Output each entry exactly; skip nothing.
━━━━━ MATERIAL SUPPLIED ━━━━━
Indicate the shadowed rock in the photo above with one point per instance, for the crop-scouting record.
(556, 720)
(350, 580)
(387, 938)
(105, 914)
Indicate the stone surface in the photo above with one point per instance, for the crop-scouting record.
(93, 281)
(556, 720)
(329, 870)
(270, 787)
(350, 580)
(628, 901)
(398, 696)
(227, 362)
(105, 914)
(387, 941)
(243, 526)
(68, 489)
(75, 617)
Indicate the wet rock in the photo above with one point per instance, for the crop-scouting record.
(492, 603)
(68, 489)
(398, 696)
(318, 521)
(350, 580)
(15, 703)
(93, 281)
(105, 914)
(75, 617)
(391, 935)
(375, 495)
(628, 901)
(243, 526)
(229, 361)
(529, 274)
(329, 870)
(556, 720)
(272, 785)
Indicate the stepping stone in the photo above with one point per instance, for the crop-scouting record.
━━━━━
### TASK OUTPUT
Indicate the shadowed rock in the photo above with one point per instance, for the crop-scouting record.
(556, 720)
(350, 580)
(387, 938)
(105, 914)
Indicate the stone surface in the photo above with one point per instance, for the crop-scouting record.
(93, 281)
(556, 720)
(329, 870)
(270, 787)
(350, 580)
(628, 901)
(398, 696)
(227, 362)
(105, 914)
(387, 941)
(243, 526)
(68, 489)
(75, 617)
Indicate the wet rock in the photo above with one point per instance, for the crop-scouting record.
(492, 603)
(68, 489)
(398, 696)
(318, 521)
(350, 580)
(15, 703)
(93, 281)
(105, 914)
(75, 617)
(391, 935)
(375, 495)
(628, 901)
(243, 526)
(229, 361)
(529, 274)
(329, 870)
(556, 720)
(272, 785)
Indicate the stepping stone in the photo above with one point per instance, for the crop-scouting record.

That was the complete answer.